_Ausgangstext:_
□ □ □

Rückschläge: Wo Deutschland noch immer scheitert
Leider gab es auch 2024 zahlreiche Rückschläge. Besonders der Zustand der Barrierefreiheit in Deutschland war ein Dauerthema. Ein Bericht zeigte, dass mehr als 30 % der Bahnhöfe für Menschen mit Mobilitätseinschränkungen nicht zugänglich sind. Zwar hat die Deutsche Bahn Verbesserungen bis 2030 versprochen, doch viele Betroffene empfinden den Fortschritt als zu langsam.
Auch die Digitalisierung bleibt ein Sorgenkind. Laut dem Deutschen Blinden- und Sehbehindertenverband sind viele staatliche Websites und digitale Dienste nach wie vor nicht barrierefrei. Dies stellt gerade in einer zunehmend digitalisierten Welt ein erhebliches Hindernis dar.
Zusätzlich sorgte die unzureichende Umsetzung des Bundesteilhabegesetzes für Frustration. Menschen mit Behinderungen berichteten von komplizierten Antragsverfahren, mangelnder Unterstützung durch Behörden und dem Gefühl, allein gelassen zu werden. Hier zeigt sich, dass es oft nicht an den Gesetzen selbst fehlt, sondern an ihrer konsequenten Umsetzung.
Durch das Zerbrechen der Ampel-Koalition, sind viele im Koalitionsvertrag gesetzten Ziele nur noch Schall und Rauch. Hier war angedacht, auch die Privatwirtschaft stärker zur Barrierefreiheit zu verpflichten.
Paralympics 2024: Ein Fest des Sports – und der Inklusion?
Ein besonderes Highlight des Jahres waren die Paralympischen Spiele 2024 in Paris, die Millionen Menschen weltweit begeisterten. Die Athletinnen beeindruckten mit ihren Leistungen, und die Spiele boten eine wichtige Plattform, um die Themen Behinderung und Inklusion in den Fokus zu rücken. Deutschland schnitt sportlich stark ab, mit einer Rekordzahl an Medaillen, und viele Sportlerinnen nutzten ihre mediale Präsenz, um für Barrierefreiheit und Chancengleichheit zu werben.
Das mediale Echo auf die Paralympics war größtenteils positiv, doch auch hier gab es Kritik. Während öffentlich-rechtliche Sender wie ARD und ZDF ausführlich berichteten und die Geschichten der Athletinnen einfühlsam präsentierten, wurde bemängelt, dass private Medien den Spielen weniger Aufmerksamkeit widmeten. Zudem kritisierten einige Stimmen, dass Athletinnen mit Behinderungen in der Berichterstattung oft auf ihre „Inspiration“ reduziert wurden, anstatt ihre sportlichen Leistungen und Professionalität in den Vordergrund zu stellen. Trotzdem haben die Paralympics gezeigt, wie stark Sport Barrieren überwinden und die öffentliche Wahrnehmung beeinflussen kann.

□ □ □

_Aufgaben:_
1 - Schreiben Sie aus dem Ausgangstext den Abschnitt von „Ein besonderes Highlight“ bis „Chancengleichheit zu werben.“ wortgetreu ab.
2 - Beantworten Sie anhand des Ausgangstexts:
(a) Wie viel Prozent der Bahnhöfe sind laut einem Bericht für Menschen mit Mobilitätseinschränkungen nicht zugänglich?
(b) In welcher Stadt fanden die Paralympischen Spiele 2024 statt?
(c) Welche öffentlich-rechtlichen Sender berichteten ausführlich über die Paralympics?

_Material:_
□ □ □

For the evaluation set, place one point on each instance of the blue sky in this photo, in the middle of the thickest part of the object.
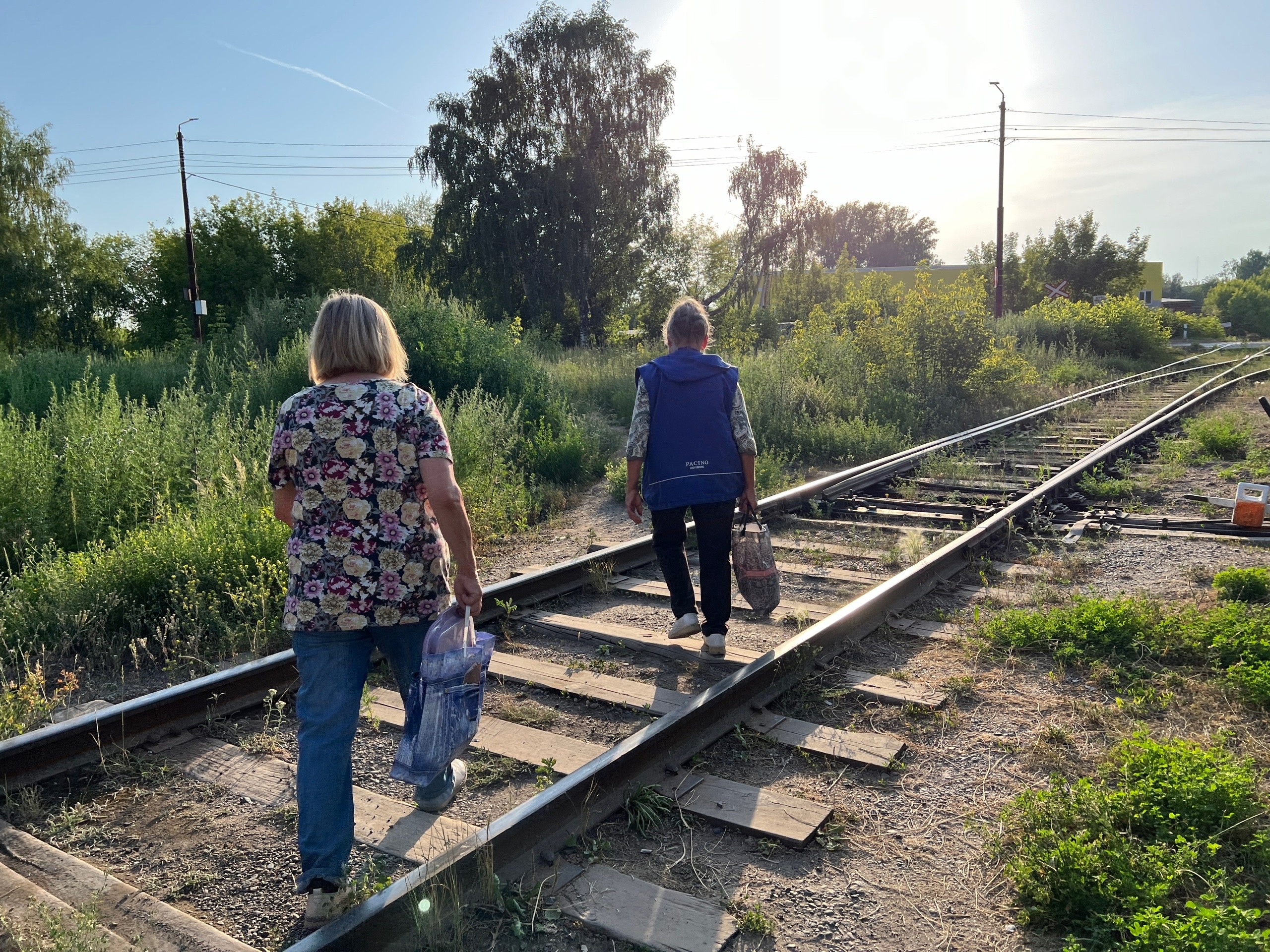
(849, 88)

□ □ □

_Lösungen:_
1 -
Ein besonderes Highlight des Jahres waren die Paralympischen Spiele 2024 in Paris, die Millionen Menschen weltweit begeisterten. Die Athletinnen beeindruckten mit ihren Leistungen, und die Spiele boten eine wichtige Plattform, um die Themen Behinderung und Inklusion in den Fokus zu rücken. Deutschland schnitt sportlich stark ab, mit einer Rekordzahl an Medaillen, und viele Sportlerinnen nutzten ihre mediale Präsenz, um für Barrierefreiheit und Chancengleichheit zu werben.

2 -
(a) Mehr als 30 %
(b) Paris
(c) ARD und ZDF